-- GOAL OF THE EXERCISE --
Your response should contain each line of the data that includes "gift".

[Opening GIVEN DATA section]

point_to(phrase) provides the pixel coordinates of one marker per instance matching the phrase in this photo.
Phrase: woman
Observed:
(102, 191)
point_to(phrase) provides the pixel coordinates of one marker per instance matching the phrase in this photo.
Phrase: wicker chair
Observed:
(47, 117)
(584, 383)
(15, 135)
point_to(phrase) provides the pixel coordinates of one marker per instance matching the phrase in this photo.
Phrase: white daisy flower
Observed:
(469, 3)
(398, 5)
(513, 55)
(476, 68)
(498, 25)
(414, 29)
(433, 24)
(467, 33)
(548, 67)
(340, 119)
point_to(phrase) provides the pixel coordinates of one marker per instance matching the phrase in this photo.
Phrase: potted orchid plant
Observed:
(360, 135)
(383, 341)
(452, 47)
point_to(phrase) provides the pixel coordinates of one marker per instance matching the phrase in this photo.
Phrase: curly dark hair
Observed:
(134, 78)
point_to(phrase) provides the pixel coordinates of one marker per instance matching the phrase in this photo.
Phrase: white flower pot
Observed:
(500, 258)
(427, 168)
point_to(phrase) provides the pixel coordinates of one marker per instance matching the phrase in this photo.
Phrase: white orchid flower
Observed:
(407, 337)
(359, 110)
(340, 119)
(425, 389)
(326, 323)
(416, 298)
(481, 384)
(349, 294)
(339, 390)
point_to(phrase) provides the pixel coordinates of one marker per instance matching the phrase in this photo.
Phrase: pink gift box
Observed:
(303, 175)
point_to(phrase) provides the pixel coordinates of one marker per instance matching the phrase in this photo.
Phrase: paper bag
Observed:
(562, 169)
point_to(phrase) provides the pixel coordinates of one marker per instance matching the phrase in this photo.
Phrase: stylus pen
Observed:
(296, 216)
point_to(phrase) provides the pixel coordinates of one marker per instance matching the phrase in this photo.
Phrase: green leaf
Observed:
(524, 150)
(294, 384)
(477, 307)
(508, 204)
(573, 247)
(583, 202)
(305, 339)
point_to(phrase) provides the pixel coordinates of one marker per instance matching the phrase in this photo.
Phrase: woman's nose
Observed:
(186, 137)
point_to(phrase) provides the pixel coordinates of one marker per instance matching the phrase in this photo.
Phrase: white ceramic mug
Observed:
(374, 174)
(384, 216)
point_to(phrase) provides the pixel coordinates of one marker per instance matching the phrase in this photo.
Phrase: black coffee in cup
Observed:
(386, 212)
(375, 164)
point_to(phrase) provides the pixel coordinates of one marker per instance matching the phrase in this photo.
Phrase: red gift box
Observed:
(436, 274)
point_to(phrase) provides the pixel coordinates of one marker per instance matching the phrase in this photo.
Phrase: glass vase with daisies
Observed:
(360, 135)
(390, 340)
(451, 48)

[Closing GIVEN DATA section]

-- ANSWER TO THIS PROBLEM --
Phrase: pink gift box
Phrase: red gift box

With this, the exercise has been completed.